***** Documento de origem *****

Tão autêntico quanto possível
Semana passada comentei a restrição de algumas pessoas a respeito do turismo em Gramado. E citei que a principal delas é o município ter acumulado atrativos que mais emulam o artificialismo de cidades norte-americanas do que remetem às raízes locais (leia aqui). Por trás dessa discussão está o conceito de autenticidade, e, para abordá-lo, nada melhor do que contar com o auxílio de James Gilmore e Joseph Pine II, autores de livro com este nome (Campus, 2008; mini resumo aqui). Segundo eles, "[a]s pessoas cada vez mais avaliam o mundo em termos de real e falso, com base em suas próprias concepções do que é autêntico e do que não é" (p. 12). O motivo? A incapacidade de as principais instituições sociais – empresas privadas, estabelecimentos de ensino, governo, igreja e filantropia – provarem que seus propósitos e modus operandi são puros, sinceros. Daí a desconfiança generalizada nas pessoas e nas organizações e um clamor por mais veracidade na sociedade.

***** Linhas armazenadas *****

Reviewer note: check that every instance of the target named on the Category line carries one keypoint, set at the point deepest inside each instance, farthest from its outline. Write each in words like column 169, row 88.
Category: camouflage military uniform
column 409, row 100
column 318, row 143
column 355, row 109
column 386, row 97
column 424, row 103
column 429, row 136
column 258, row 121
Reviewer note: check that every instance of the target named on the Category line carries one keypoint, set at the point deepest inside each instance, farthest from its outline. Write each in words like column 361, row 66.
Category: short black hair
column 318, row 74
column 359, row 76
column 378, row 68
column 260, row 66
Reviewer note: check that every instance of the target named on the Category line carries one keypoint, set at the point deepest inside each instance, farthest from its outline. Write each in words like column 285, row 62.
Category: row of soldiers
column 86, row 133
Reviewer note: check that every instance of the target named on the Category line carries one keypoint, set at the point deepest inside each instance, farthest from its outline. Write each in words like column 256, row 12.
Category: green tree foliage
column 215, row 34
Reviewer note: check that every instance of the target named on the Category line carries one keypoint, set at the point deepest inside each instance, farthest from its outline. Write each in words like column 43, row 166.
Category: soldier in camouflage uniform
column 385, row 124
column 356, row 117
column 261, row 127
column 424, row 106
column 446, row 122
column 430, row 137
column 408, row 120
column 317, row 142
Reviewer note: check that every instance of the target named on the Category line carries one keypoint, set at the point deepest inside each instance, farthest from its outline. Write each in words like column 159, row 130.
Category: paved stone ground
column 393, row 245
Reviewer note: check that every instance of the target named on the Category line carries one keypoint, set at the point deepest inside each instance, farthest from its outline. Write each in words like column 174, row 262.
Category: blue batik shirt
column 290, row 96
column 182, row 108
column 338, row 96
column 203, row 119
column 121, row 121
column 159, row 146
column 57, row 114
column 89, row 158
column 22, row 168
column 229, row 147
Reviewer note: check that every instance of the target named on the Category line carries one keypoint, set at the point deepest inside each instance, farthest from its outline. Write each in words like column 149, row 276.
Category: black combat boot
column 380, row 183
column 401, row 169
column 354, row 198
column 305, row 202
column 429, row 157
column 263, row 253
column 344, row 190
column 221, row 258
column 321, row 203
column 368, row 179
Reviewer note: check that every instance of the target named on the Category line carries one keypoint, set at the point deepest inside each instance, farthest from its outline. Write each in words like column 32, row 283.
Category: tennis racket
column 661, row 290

*****

Tarefas propostas:
1 > Liste as principais instituições sociais que, de acordo com o texto sobre autenticidade no turismo, são incapazes de provar que seus propósitos e modus operandi são puros.
2 > Imprima sem nenhuma alteração o trecho das linhas de dados que começa na linha que contém "285, row 62." e segue até a linha que contém "column 86, row 133", incluindo as duas.
O texto e as linhas não guardam nenhuma relação entre si.

Respostas esperadas:
1 >
- empresas privadas
- estabelecimentos de ensino
- governo
- igreja
- filantropia

2 >
Reviewer note: check that every instance of the target named on the Category line carries one keypoint, set at the point deepest inside each instance, farthest from its outline. Write each in words like column 285, row 62.
Category: row of soldiers
column 86, row 133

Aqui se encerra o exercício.